Reproduce each line of the material exactly, minus any picture.
(Beginning of SUPPLIED RECORDS)
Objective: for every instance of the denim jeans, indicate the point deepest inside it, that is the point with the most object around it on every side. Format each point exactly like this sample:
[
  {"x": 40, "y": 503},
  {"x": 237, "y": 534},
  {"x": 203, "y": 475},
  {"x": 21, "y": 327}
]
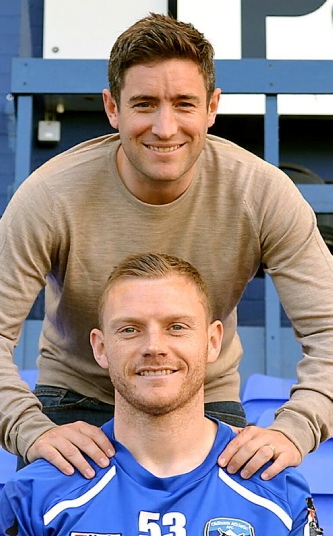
(End of SUPPLIED RECORDS)
◆ RESPONSE TO THIS EXERCISE:
Objective: for every instance of the denim jeans, indicate the point deepest inside it, that is the point with the most object around it on every side. Format each point exactly like this sample:
[
  {"x": 40, "y": 503},
  {"x": 237, "y": 534},
  {"x": 203, "y": 475},
  {"x": 21, "y": 327}
]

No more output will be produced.